╭──

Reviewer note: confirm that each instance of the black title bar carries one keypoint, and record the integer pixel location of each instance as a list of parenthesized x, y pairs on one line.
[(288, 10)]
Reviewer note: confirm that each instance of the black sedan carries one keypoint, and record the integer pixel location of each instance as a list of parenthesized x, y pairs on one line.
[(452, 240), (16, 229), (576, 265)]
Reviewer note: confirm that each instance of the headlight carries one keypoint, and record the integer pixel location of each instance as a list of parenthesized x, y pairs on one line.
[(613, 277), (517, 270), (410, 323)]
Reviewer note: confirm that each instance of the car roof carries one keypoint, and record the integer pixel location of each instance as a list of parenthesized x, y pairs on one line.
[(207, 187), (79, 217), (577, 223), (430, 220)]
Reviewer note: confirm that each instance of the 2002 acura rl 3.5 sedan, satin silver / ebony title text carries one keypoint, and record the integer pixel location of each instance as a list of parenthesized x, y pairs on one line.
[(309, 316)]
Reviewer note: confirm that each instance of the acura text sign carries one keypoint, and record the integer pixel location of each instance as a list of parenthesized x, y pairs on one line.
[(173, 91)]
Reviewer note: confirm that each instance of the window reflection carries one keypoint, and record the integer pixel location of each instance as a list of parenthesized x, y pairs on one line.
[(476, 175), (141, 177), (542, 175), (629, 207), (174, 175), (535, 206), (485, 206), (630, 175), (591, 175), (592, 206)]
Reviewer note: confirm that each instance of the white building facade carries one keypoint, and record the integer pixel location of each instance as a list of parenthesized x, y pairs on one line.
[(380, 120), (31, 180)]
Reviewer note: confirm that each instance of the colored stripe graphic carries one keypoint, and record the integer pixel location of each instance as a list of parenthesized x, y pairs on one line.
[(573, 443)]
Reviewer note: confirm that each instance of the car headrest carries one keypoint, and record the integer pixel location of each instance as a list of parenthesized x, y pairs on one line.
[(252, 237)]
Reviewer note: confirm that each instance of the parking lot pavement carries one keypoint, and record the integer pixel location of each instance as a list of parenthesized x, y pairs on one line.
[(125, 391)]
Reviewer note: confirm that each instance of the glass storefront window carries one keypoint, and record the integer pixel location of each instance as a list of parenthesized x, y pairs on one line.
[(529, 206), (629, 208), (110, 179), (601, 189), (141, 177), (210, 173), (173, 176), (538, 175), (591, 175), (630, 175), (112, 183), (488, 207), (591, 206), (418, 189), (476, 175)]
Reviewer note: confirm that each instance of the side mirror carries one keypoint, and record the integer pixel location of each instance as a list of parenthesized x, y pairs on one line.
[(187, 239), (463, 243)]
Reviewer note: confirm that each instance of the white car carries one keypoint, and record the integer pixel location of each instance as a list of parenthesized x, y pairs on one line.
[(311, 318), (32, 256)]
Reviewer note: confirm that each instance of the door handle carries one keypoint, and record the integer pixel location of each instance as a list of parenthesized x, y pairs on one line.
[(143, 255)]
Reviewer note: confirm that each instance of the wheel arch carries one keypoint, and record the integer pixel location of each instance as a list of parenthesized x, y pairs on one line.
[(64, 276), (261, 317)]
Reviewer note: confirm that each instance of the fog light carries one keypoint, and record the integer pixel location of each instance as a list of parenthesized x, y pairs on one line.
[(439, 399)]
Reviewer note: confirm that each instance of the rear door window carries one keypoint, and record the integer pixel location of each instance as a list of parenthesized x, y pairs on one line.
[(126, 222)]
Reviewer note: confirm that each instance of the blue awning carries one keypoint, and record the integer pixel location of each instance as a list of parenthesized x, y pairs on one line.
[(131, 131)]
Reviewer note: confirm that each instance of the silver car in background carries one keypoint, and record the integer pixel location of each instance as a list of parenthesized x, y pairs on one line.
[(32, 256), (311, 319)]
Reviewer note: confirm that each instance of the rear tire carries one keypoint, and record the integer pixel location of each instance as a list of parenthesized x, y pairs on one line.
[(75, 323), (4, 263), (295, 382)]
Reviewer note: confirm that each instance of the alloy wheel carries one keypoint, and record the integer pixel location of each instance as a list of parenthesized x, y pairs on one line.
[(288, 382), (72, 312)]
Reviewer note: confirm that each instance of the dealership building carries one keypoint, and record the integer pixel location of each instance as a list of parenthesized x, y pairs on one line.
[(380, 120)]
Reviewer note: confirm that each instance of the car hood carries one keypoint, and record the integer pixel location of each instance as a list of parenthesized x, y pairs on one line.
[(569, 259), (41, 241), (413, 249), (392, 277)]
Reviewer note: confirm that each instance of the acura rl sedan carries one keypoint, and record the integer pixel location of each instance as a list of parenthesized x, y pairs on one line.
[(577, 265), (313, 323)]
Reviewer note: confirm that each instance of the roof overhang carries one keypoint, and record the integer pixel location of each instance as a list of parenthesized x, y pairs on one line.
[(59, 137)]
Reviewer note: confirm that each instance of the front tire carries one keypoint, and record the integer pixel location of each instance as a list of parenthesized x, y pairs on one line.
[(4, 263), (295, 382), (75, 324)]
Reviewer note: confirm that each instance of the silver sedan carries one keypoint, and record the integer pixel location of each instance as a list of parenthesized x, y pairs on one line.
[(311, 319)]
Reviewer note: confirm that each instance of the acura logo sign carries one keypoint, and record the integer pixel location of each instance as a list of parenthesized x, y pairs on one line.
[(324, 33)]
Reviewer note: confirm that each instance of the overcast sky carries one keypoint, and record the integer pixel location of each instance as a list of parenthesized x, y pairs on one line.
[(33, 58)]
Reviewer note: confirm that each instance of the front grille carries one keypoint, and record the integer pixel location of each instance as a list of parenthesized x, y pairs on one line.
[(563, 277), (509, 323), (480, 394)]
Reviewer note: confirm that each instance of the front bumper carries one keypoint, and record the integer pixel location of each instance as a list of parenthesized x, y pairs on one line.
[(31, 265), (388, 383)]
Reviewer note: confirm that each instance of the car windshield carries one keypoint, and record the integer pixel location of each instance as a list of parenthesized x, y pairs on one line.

╰──

Short exercise:
Reproduce every line of the listing above, substituting "Annotator note" wherever "Reviewer note" appears and leaving all other text unchanged.

Solution for this task:
Annotator note: confirm that each instance of the black title bar carries one keypoint, and record the integer pixel location of each instance as a list of parenthesized x, y pairs on one line.
[(288, 10)]
Annotator note: confirm that each instance of the black sedan carries one keypoint, and record the integer pixel location of each instance as a list of parenthesized x, y pairs on one line.
[(452, 240), (16, 229), (576, 265)]
Annotator note: confirm that each instance of the headlight carries one keypoint, and record the integer pixel location of each instance as a list of parenthesized x, y pairs on one line.
[(613, 277), (517, 270), (410, 323)]
Annotator note: confirm that each instance of the car roof carries one keypoint, and record the integer pixel location of each instance as a list of parenthesized x, y pairs on one line.
[(207, 187), (79, 217), (577, 223), (430, 220)]
Annotator note: confirm that each instance of the 2002 acura rl 3.5 sedan, satin silver / ebony title text carries one keypoint, and record the integer pixel location of each instance as a list of parenthesized x, y pairs on one line.
[(309, 316)]
Annotator note: confirm that each instance of the acura text sign carries one keypoint, and record the integer pixel location of each instance as a list of parenthesized x, y pairs on one line.
[(173, 91)]
Annotator note: confirm that each instance of the window reflection carries one keypoint, and record the integer pixel location of each instance as a list of parenthesized x, y pairs on one line.
[(476, 175), (141, 177), (542, 175), (629, 207), (174, 175), (535, 206), (485, 206), (630, 175), (591, 175), (592, 206)]
Annotator note: confirm that each instance of the white building facade carries one keypoint, and record the integer pixel location of each instance as a list of parenthesized x, y pairs on one line.
[(380, 120), (31, 180)]
Annotator note: confirm that each instance of the colored stripe graphic carries one keypoint, and record the integer pixel location of each instance as a list of parenthesized x, y pairs on one line.
[(573, 443)]
Annotator note: confirm that each instance of the car headrest carries one keypoint, and record the integer pixel location of each instance as a list of parenthesized x, y pairs on one line.
[(252, 237)]
Annotator note: confirm that each instance of the parking lot pavement carries one keypoint, and record the integer pixel location of each instance as a list of parenthesized x, y pairs on one line.
[(125, 391)]
Annotator note: confirm that each instance of the glass storefront window carries one keypoint, and record the integer pixel location of each instance as a list of parenthesized x, y pairs on one line.
[(529, 206), (629, 208), (110, 179), (601, 189), (141, 177), (210, 173), (173, 176), (538, 175), (591, 175), (630, 175), (112, 183), (488, 207), (591, 206), (418, 189), (476, 175)]
Annotator note: confirm that each instance of the side mirror carries one keypoint, and record the integer pixel location of each instance as a list of parenthesized x, y pairs on one line.
[(187, 239), (463, 243)]
Annotator note: confirm that each instance of the white car carries one keypoint, and record the integer pixel location of each instance as a list of parenthesized x, y pairs on one line.
[(311, 318), (32, 256)]
Annotator note: confirm that each instance of the door handle carries one keypoint, and record the integer pixel location of each instance as a list of parenthesized x, y pairs on one line.
[(143, 255)]
Annotator note: confirm that each instance of the wheel arch carries one keypoint, and record the integer pixel location of each instance as a list of parenthesized x, y pairs on one line.
[(64, 276), (261, 317)]
Annotator note: confirm that each instance of the fog light carries one keypoint, and record the integer pixel location of each instance as a list of parenthesized x, y pairs on one line.
[(439, 399)]
Annotator note: confirm that each instance of the rear door window carries one keypoint, and record the integer pixel location of each instance as a list of parenthesized x, y pairs on one line.
[(126, 222)]
Annotator note: confirm that each instance of the blue awning carries one keypoint, and record the integer pixel location of each instance as a list of parenthesized x, y pairs on one line.
[(131, 131)]
Annotator note: confirm that each instance of the silver car in background carries one keypoint, and record the integer pixel location of each instance as a list of parenthesized x, y pairs on one line.
[(32, 256), (311, 319)]
Annotator note: confirm that each instance of the rear tire carries one keypoint, and record the integer pixel location of each instance as a list of parenthesized x, y pairs on one line.
[(75, 323), (4, 263), (295, 382)]
Annotator note: confirm that each instance of the alloy wheel carries one keypoint, and record the integer pixel location of each instance as a list of parenthesized x, y pairs on one line.
[(288, 382), (72, 312)]
Annotator note: confirm that each instance of the dealership building carries one keypoint, and record the integer pixel location of each instance as a list of parenthesized x, y pairs on one line.
[(380, 120)]
Annotator note: confirm that each instance of the car hood carries one keypoint, and record the integer pixel location of each instance as a list of parenthesized x, y pairs on one line.
[(569, 259), (41, 241), (413, 249), (392, 277)]
Annotator note: confirm that each instance of the acura rl sedan carries one keypoint, and record the integer pixel location of each instance as a list of parenthesized x, y pairs on one line.
[(577, 265), (313, 323)]
Annotator note: confirm that each instance of the roof overhang carries one keypoint, and record the integer pixel location of each instance as a list of parenthesized x, y pairs on one line.
[(59, 137)]
Annotator note: confirm that each instance of the front tire carries one keypoint, and record the integer pixel location of each instance as a list of parenthesized x, y pairs on one line.
[(4, 263), (295, 382), (75, 324)]
Annotator note: confirm that each instance of the silver sedan carries one keypoint, and record the integer pixel location of each instance as a list of parenthesized x, y pairs on one line.
[(311, 319)]
Annotator note: confirm that each instance of the acura logo sign carries one keypoint, and record the integer pixel location of each instance as a list of parenthesized x, y pairs on one line.
[(324, 33)]
Annotator note: confirm that each instance of the overcast sky carries one keypoint, and record the integer pixel location of each instance as a list of parenthesized x, y pairs on one line.
[(33, 58)]
Annotator note: confirm that each instance of the front grille carries one keypoint, and record the integer pixel location of each instance as a list of parenthesized x, y pairs on one line.
[(563, 277), (509, 323), (480, 394)]
Annotator note: confirm that each instance of the front bumper carries one keypoint, and record the integer pixel location of each instance as a list of parenthesized x, y pairs on one line.
[(31, 265), (388, 383)]
Annotator note: confirm that each instance of the car windshield carries one keypoint, and record the integer pixel location of each instance as a list of parenthesized x, y pairs on one line.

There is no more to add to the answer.